Massey - 'Ancient Egypt' - "The tree of Hathor was a tree of life in Egypt. It was the sycamore-fig tree; from the fruit of which a divine drink of the mysteries was made. Therefore it was a tree to make one wise, which became a tree of wisdom or abnormal knowledge. The tree of Nut was the tree of heaven and eternal life, hence it was designated the eternal tree. As herein suggested, the two trees originated as a dual symbol of the two poles in Equatoria. These were continued in two tree-pillars called Sut-and-Horus by Ptah in his making of Amenta. Again they are repeated in the garden or cultivated enclosure of Eden. Here they are called the tree of knowledge and the tree of life. As shown in the vignettes to the Book of the Dead, the tree or eatable plant and the water supplied the elements of life to the manes in the lower paradise. The goddess Nut pours out the water and offers the fruit of the tree to Ani and his wife, when he has reached the garden of Amenta (Pap. of Ani, Plate 16). The pole had been the tree first planted in the astronomical mythology. It was the tree of Nut, or heaven, in the stellar phase, and being astronomical it was naturally the tree of knowledge. But in the making of the nether earth a second tree was planted in the garden eastward. The mythos now was solar, and this was the tree of dawn, the tree of wet or dew, which was a veritable tree of life in Egypt. It was the emerald sycamore of Hathor in her character of goddess of the leafy-green dawn.

---+---

BRIEF A: In the passage on the sacred trees, from what was the divine drink of the mysteries made?
BRIEF B: Decide whether each statement agrees with the passage on the sacred trees, answering yes or no and quoting the words that settle it: (i) The tree of Nut was designated the eternal tree. (ii) Ptah called the two tree-pillars the tree of knowledge and the tree of life. (iii) Hathor pours out the water for Ani and his wife.
BRIEF C: Carry the passage on the sacred trees forward from its final sentence.
The data that comes next is from a separate source.

---+---

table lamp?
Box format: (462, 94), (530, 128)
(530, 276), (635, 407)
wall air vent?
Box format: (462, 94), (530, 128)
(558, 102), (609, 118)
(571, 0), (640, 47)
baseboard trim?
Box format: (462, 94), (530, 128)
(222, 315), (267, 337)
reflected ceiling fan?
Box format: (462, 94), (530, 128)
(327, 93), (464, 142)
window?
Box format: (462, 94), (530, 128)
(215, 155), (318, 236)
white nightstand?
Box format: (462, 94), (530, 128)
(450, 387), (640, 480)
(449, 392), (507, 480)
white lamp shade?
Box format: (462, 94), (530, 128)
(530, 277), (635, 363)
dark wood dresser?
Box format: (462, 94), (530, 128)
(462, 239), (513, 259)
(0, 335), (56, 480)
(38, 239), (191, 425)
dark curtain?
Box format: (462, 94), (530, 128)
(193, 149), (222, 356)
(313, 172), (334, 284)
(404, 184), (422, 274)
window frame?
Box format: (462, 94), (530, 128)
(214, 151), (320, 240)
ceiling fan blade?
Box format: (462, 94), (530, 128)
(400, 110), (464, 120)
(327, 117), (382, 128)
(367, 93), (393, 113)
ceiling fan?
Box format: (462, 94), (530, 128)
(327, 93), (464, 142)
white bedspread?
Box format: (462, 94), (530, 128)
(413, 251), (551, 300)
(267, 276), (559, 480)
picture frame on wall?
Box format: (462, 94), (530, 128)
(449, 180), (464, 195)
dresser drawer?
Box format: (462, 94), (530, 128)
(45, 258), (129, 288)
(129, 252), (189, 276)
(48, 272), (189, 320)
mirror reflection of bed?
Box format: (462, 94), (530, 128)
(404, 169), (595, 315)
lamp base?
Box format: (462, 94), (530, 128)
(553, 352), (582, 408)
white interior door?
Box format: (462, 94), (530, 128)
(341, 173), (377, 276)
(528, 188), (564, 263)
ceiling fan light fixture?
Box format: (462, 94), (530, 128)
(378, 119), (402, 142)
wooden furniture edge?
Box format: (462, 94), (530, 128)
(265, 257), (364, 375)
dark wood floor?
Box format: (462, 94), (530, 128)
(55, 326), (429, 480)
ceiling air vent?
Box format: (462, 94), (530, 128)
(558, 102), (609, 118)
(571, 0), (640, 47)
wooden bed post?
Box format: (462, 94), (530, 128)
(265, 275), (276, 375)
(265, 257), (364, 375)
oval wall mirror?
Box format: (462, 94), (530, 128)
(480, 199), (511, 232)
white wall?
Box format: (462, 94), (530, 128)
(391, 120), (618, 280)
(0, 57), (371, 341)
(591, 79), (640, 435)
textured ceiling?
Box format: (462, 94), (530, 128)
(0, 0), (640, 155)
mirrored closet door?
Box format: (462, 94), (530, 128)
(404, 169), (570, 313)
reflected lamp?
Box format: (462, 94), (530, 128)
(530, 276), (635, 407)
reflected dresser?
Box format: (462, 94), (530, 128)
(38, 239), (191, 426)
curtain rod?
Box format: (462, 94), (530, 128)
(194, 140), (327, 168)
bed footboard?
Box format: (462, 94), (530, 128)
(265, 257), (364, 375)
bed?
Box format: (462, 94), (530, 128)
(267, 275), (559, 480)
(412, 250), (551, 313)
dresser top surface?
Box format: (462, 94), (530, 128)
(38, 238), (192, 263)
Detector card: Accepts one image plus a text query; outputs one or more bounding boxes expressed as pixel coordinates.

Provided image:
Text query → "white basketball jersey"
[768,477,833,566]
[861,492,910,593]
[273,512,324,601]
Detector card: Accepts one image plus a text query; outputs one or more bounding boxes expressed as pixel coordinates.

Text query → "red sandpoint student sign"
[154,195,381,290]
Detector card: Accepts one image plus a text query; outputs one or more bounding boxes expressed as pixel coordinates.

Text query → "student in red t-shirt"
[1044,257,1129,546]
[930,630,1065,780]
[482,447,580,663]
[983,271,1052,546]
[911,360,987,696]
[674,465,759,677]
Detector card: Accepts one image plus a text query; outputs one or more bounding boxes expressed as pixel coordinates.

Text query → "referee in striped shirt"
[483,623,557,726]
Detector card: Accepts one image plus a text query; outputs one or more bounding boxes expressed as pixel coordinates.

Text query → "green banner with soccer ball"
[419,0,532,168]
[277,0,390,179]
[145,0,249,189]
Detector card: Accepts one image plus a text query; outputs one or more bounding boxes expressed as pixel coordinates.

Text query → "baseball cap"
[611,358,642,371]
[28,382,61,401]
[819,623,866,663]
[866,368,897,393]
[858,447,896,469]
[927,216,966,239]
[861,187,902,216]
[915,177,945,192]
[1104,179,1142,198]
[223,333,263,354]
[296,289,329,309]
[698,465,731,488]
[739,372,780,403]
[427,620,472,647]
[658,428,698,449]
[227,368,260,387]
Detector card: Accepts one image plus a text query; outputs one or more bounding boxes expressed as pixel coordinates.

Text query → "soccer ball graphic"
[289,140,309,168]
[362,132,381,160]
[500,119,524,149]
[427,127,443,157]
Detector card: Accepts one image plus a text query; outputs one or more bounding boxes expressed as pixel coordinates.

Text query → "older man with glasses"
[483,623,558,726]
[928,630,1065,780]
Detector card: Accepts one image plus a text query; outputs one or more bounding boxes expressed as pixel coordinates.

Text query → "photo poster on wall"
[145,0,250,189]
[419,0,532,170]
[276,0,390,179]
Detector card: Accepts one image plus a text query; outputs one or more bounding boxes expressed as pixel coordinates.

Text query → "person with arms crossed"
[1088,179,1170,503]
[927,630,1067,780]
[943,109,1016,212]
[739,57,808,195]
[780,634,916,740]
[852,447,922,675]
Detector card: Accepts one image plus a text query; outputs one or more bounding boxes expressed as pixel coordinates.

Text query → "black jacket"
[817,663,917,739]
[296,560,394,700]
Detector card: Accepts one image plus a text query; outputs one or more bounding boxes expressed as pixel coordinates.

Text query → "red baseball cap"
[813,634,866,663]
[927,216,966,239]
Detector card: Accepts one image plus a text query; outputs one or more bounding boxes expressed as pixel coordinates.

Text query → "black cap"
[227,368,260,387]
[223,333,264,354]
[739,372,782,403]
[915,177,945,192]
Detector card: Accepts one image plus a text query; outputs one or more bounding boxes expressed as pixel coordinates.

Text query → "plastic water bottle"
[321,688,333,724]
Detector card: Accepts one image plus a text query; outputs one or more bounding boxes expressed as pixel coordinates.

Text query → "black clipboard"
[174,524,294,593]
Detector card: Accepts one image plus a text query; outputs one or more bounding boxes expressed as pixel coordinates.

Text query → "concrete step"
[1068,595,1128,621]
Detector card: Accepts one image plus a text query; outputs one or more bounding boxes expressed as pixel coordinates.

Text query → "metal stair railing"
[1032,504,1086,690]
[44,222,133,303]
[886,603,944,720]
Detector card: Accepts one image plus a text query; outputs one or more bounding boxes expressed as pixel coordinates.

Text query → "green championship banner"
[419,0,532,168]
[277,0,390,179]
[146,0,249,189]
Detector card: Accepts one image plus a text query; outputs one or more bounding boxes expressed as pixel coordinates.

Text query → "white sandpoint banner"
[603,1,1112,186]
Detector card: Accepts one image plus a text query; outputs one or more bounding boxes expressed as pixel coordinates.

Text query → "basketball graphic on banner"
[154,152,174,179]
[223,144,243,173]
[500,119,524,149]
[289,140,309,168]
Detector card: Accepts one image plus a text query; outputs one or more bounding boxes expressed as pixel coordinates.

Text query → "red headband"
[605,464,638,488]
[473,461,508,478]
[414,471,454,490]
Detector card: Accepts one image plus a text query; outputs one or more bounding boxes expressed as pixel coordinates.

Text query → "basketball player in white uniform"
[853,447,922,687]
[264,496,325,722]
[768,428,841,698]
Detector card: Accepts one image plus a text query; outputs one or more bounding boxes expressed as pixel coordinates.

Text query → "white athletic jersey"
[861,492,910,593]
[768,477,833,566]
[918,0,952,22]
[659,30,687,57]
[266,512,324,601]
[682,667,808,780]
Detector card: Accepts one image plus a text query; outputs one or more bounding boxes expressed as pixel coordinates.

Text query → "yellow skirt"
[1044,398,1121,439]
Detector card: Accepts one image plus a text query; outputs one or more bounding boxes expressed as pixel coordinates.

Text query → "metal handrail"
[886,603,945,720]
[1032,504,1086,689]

---+---

REPLY A: It was made from the fruit of the sycamore-fig tree, the tree of Hathor.

REPLY B:
(i) Yes: "hence it was designated the eternal tree"
(ii) No: "These were continued in two tree-pillars called Sut-and-Horus by Ptah in his making of Amenta."
(iii) No: "The goddess Nut pours out the water and offers the fruit of the tree to Ani and his wife"

REPLY C:
In some of the Egyptian drawings the goddess Nut is represented in the tree of knowledge, gathering baskets-full of figs from the sycamore-fig tree, and presenting them to the souls of the departed. At other times she offers fruit directly from the tree itself. Nut in the tree offering its fruit to the pair in the garden, who are Ani (male) and Tutu his wife, in the papyrus of Ani (Plate 16), are the nearest likeness to the woman tempting Adam to eat the fruit of the tree; and Nut is the goddess feeding souls with the fruit of the tree of life here figured as the sycamore-fig tree. No name of species is given to the tree of knowledge in the book of Genesis, but we assume it was the fig-tree that furnished the leaves from which the loin-girdles of the primal pair were made. And the fig-tree as now traced was the sycamore-fig of Egypt. This was the tree of Hathor in the Aarru-paradise. Moreover, the goddess Iusaas, (Isis) the consort of Atum-Ra and mother of the coming son, Iusa, or Iu-em-hetep, was a form of the cow-headed or cow-eared Hathor, lady of the sycamore-tree in the temple of the sun at Annu.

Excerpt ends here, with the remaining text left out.